--- MATERIAL FOR THIS EXERCISE ---
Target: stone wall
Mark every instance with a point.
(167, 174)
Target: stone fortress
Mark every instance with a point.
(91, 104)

--- EXERCISE BRIEF ---
Every line of the material that holds the word "stone" must be found and copied.

--- RESULT ---
Target: stone wall
Target: stone fortress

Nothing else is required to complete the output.